[THE PROBLEM] Copy the data below in full, replacing "Record coordinates" with "Give the coordinates" wherever it occurs and leaving everything else unchanged.

[GIVEN DATA]
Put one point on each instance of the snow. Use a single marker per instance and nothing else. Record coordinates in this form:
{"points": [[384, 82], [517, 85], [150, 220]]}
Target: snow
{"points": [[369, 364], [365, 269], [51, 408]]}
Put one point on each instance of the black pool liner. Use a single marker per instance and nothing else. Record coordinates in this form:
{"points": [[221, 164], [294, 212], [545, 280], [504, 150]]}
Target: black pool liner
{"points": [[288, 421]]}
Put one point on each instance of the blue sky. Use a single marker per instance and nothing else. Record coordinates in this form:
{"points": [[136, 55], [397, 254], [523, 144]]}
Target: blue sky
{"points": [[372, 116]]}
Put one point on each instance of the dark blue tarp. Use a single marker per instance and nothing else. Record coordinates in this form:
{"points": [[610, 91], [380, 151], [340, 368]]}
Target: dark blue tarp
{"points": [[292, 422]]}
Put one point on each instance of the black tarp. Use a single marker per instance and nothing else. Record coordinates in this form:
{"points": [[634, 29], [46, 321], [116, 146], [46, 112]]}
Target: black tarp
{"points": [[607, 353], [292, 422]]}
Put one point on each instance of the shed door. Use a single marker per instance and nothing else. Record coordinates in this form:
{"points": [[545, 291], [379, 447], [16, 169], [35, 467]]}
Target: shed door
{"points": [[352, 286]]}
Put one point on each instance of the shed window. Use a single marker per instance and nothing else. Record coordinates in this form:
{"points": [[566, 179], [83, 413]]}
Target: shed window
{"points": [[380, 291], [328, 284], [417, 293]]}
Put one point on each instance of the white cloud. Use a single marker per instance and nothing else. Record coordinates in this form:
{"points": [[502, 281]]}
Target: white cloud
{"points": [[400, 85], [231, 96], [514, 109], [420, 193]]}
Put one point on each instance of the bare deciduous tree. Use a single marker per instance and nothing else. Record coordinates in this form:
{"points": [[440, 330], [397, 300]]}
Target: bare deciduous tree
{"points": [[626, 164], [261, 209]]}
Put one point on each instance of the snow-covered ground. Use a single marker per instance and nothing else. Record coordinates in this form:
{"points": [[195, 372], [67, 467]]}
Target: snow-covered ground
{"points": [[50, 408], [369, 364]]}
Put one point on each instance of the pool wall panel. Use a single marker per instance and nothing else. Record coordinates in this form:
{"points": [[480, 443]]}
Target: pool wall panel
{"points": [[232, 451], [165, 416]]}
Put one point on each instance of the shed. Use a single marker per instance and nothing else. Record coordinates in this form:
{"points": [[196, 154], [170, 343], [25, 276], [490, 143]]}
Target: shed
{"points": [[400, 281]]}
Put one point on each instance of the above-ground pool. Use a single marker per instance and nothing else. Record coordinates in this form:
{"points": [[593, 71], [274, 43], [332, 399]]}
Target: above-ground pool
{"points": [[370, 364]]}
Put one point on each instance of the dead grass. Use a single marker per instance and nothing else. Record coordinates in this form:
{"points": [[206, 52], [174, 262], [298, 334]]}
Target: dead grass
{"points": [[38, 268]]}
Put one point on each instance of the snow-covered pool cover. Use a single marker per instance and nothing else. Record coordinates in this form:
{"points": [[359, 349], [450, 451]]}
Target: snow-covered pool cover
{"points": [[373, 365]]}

[EXERCISE OUTPUT]
Put one point on each instance of the snow. Use a single marker per instance and nothing else. Give the coordinates in this form:
{"points": [[384, 82], [517, 85], [150, 220]]}
Target: snow
{"points": [[369, 364], [365, 269], [51, 408]]}
Put one point on each instance of the black pool liner. Use a single marker per instance and nothing else. Give the coordinates in this form:
{"points": [[221, 164], [294, 212], [545, 280], [504, 150]]}
Target: black pool liner
{"points": [[288, 421]]}
Put one point on each instance of the blue sky. Use a single marker per instance and nothing else. Give the coordinates in this form:
{"points": [[136, 55], [397, 254], [523, 144]]}
Target: blue sky
{"points": [[372, 116]]}
Put one point on each instance of the dark blue tarp. Use a single marker per instance and nothing else. Give the coordinates in this form:
{"points": [[610, 91], [380, 151], [340, 368]]}
Target: dark blue tarp
{"points": [[292, 422]]}
Put one point on each instance of the black tarp. Use a single marker per instance and nothing else. Give the coordinates in this form:
{"points": [[634, 29], [46, 321], [116, 146], [46, 112]]}
Target: black tarp
{"points": [[607, 353], [292, 422]]}
Put one point on each instance of the shed door. Use a single marker per instance and nothing else. Give the coordinates in this form:
{"points": [[545, 291], [379, 447], [16, 169], [35, 467]]}
Target: shed door
{"points": [[352, 286]]}
Put one point on each instance of the shed window. Use a single marker per instance and nothing else. Give the coordinates in this form:
{"points": [[566, 179], [83, 413]]}
Target: shed window
{"points": [[380, 291], [328, 284], [417, 293]]}
Put one point on each instance of the white cloud. Use a single marker per instance and nothing else. Give the coordinates in this form:
{"points": [[502, 281]]}
Target: white cloud
{"points": [[400, 85], [231, 96], [514, 109], [420, 193]]}
Put one point on each instance of the bare deciduous tree. Use a single marker per instance and nothing else. Give the coordinates in this form:
{"points": [[440, 330], [397, 300]]}
Target: bare deciduous tree
{"points": [[626, 164], [261, 209]]}
Put one point on each instance of the snow-covered ground. Use a single marker per instance and nothing else. Give the coordinates in this form:
{"points": [[195, 372], [67, 467]]}
Target: snow-covered ground
{"points": [[50, 408], [369, 364]]}
Put one point on each instance of the pool wall panel. Use a single marker per instance and nothing else. Give the coordinates in this form:
{"points": [[480, 443]]}
Target: pool wall panel
{"points": [[232, 451], [165, 416]]}
Put one point on each instance of the shed. Use a single marker per instance and nothing else. Give the coordinates in this form:
{"points": [[196, 154], [170, 343], [25, 276], [490, 143]]}
Target: shed
{"points": [[400, 281]]}
Put one point on each instance of the above-ground pool. Use a single marker per instance and nothing else. Give the coordinates in this form:
{"points": [[593, 71], [274, 43], [332, 399]]}
Target: above-ground pool
{"points": [[370, 364]]}
Put one point on each instance of the dead grass. Use a single marker per instance and nothing else. Give the coordinates in this form:
{"points": [[206, 52], [174, 262], [298, 334]]}
Target: dead grass
{"points": [[38, 268]]}
Put one point on each instance of the snow-covered pool cover. Use a single marker per instance and nothing else. Give the coordinates in this form:
{"points": [[359, 349], [450, 451]]}
Target: snow-covered pool cover
{"points": [[373, 365]]}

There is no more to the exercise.